▶ READING TEXT:

The Technical situation does not look any better. The price bounced from 20 USD/bbl. and tested the 28 USD/bbl. level as a closest resistance before going into a downswing. Most recently, the price was creating a pennant and broke its lower line. That breakout is a negative factor and hints at a further slide south.
A weaker USD along with global turmoil help Gold. Technically, Gold found a local support, slightly bellow the 1600 USD/oz level and will most likely use it to make an attempt at new mid-term highs. Sentiment here is definitely positive.
Let’s also look at the SP500, where the last day brought us a decisive bearish victory. The price failed to continue a bearish attack and failed to break the 23,6% Fibo and the resistance on the 2550 points. We also managed to break the short-term up trendline coming from the latest correction. As long as we stay below the green area, the sentiment will remain negative.
Yesterday morning, we recorded a video analysis, where we were informing you about the potential buy signal on the DAX, coming from the breakout of the neckline of the inverse head and shoulders pattern. The price broke the neckline, went higher and the DAX saw one of its best days on record. We can’t say we’re surprised.
Wednesday on the European Market started with a small pullback but I guess it’s normal after an upswing like that. The DAX is close to the 10200 points so a 38,2% Fibonacci retracement of the coronacrash. I think that they will not waste this great occasion to test this resistance. In my opinion, the future of this instrument depends on what will happen there. A strong reversal can easily end this relief rally but on the other hand, breakout should attract bulls, looking for bargains on the discounted market.
Can we spot a similar situation in the US? We most definitely can but the scale of the reversal is lower. The Dow Jones also created an inverse head and shoulders pattern and broke the neckline. The thing is that the momentum is not so significant as with its German counterpart. Americans, so far, retraced only slightly more than 23,6% of the coronacrash. A 38,2% line is still far. Nevertheless, as long as we stay above the neckline, the mid-term sentiment remains positive.
Let’s check the sentiment towards the emerging markets currencies, I will use the USDPLN as an example. We can see that sentiment here warms along with the one on the stock market. USDPLN stopped this crazy upswing on its 2016 highs. On the hourly chart, the price is creating a head and shoulders pattern and is trying to break the neckline as we speak. A successful breakout can bring us to areas around 4.12.
Coronavirus has started showing signs of slowing down in Italy, which is giving everybody hope. On the other hand, we have new restrictions in the UK, which is still in the early stage of the epidemic. The FED tries to lift the markets again but the bazooka which they used yesterday was more like a rubber stick than a miracle weapon or maybe it is but it works with some kind of a delay. Yesterday, investors rather ignored the news from FED but Tuesday starts with optimism.

▶ GIVEN INFORMATION:

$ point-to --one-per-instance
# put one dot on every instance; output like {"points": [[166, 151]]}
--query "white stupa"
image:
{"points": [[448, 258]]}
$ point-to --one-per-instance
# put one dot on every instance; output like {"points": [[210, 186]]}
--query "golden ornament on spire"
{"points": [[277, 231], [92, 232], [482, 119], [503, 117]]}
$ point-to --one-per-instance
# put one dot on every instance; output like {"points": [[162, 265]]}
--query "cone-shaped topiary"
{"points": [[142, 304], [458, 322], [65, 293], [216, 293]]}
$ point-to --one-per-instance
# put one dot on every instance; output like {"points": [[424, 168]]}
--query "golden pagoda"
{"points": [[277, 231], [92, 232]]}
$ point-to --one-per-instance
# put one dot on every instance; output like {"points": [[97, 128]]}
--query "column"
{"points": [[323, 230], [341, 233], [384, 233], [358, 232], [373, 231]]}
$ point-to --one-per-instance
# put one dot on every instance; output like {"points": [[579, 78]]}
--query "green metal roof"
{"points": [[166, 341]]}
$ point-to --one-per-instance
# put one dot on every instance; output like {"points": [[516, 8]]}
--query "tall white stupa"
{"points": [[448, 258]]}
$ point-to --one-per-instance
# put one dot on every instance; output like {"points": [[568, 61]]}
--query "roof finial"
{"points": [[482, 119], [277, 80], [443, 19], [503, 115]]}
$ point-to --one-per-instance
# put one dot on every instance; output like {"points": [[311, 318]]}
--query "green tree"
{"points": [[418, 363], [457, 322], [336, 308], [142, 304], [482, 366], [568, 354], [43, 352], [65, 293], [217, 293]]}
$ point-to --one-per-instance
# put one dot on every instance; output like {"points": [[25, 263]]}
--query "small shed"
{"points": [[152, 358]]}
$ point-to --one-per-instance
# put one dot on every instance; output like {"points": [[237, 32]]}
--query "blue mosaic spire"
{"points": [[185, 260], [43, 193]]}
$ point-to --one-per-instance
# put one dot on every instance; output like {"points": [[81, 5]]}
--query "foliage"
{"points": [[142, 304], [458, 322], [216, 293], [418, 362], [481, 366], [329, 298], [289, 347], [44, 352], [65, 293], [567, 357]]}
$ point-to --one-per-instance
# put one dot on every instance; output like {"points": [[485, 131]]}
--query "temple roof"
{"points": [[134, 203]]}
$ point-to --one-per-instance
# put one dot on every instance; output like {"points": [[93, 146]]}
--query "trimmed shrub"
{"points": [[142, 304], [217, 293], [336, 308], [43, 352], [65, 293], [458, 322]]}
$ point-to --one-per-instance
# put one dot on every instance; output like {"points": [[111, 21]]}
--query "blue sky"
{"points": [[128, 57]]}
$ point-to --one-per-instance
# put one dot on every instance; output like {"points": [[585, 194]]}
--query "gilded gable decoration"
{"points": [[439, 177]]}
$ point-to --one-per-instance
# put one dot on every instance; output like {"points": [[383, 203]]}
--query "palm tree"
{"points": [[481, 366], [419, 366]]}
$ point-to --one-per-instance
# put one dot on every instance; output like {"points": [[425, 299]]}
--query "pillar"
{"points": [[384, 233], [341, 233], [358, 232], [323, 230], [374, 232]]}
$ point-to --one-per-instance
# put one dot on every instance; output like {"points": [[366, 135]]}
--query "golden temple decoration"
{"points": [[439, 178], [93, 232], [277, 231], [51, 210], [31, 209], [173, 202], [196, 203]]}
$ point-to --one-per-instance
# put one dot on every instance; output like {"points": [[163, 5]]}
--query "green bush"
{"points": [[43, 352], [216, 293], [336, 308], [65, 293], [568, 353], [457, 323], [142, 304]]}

▶ TASK STATEMENT: In the market commentary, what level is the DAX said to be close to?

▶ EXERCISE RESULT: The DAX is close to 10200 points, a 38.2% Fibonacci retracement of the coronacrash.